Document extract below:

Coq au riesling with homemade baguette

More meal planning fun over at Mrs M's.

Saturday, 12 September 2015

Tharavadu, Leeds

Last Monday, D and I found ourselves in the centre of town for a work event.  It was one of those ghastly, corporate things that requires an administration of alcohol straight afterwards and so we decided that we might as well make a bit of an evening of it.  This was originally supposed to be another example of a Leeds Cheap Night Out but when my mother very kindly put some money in my bank account as an early wedding anniversary gift we decided to do some pushing of the boat.  And I'm very glad we did so because the meal I had at Tharavadu is one of the finest examples of Indian food that I've had in a long time.

It is, more specifically, a Keralan restaurant, Kerala being a state in South West India situated on the coast - which probably explains the prevalence of seafood dishes on the menu.  The spicing, in general, seemed to be on the milder end of the spectrum and coconut was widely used.  Oh, and everything was utterly delicious.

We started with pre-meal snacks and pickles, which were slightly more varied than the usual poppadoms.  I'm not entirely sure what they all were but they were crunchy and salty and not in the least bit greasy as can be the way of such things.

The white chutney on the right was some sort of coconut dip which was seriously good - think a savoury Bounty bar and you wouldn't be far wrong (although you might be slightly freaked out).

We usually avoid starters in Indian restaurants as they can spoil you for the main event.  However, in this instance we opted to share a portion of chilli paneer.

Beautifully presented, just the right level of warmth from the chilli and lots of crunchy vegetables.  Yum.  Oh, and wouldn't you have thought that after all these years I would have gained at least some food photography skills?  Useless I tell you, useless.  It's a good job I can paint a picture with words...(insert rolling eyes emoticon here).

End of Document extract.
Dataset extract below:

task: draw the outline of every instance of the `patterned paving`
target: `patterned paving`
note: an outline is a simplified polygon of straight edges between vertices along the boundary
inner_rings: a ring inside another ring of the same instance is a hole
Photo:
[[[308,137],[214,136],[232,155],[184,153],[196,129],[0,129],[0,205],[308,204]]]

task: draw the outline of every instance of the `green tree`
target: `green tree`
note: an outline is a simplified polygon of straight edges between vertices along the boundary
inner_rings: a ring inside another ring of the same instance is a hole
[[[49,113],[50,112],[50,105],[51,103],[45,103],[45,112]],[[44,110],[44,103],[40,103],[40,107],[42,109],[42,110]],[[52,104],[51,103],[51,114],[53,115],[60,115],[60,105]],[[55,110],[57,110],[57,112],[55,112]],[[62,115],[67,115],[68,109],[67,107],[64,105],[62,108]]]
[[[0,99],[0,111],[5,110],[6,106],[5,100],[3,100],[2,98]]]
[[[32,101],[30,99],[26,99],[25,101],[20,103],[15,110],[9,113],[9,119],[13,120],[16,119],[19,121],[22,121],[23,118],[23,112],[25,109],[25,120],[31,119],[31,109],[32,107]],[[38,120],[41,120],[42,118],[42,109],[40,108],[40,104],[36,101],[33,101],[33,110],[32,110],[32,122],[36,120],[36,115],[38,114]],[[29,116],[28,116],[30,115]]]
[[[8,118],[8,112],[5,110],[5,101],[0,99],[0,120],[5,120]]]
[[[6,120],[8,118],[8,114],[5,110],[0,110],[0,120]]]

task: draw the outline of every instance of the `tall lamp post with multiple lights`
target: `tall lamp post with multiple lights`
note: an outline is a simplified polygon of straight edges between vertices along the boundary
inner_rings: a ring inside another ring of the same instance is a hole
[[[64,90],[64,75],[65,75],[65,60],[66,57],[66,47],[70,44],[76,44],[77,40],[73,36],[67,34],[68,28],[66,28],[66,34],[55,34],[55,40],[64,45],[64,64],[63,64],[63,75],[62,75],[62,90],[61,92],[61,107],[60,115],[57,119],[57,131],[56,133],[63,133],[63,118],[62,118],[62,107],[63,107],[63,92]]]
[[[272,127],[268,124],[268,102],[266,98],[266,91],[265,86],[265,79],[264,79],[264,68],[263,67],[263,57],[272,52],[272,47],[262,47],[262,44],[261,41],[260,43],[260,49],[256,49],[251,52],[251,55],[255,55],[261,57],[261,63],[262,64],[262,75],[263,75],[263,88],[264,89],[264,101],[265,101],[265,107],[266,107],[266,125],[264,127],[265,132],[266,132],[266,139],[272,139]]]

End of Dataset extract.

Condense the restaurant review's paragraph starting "It is, more specifically" into a short bulleted list that keeps its main facts.

- Tharavadu is a Keralan restaurant.
- Kerala is a coastal state in South West India, which probably explains the many seafood dishes on the menu.
- The spicing was generally on the milder side, and coconut was widely used.
- Everything was utterly delicious.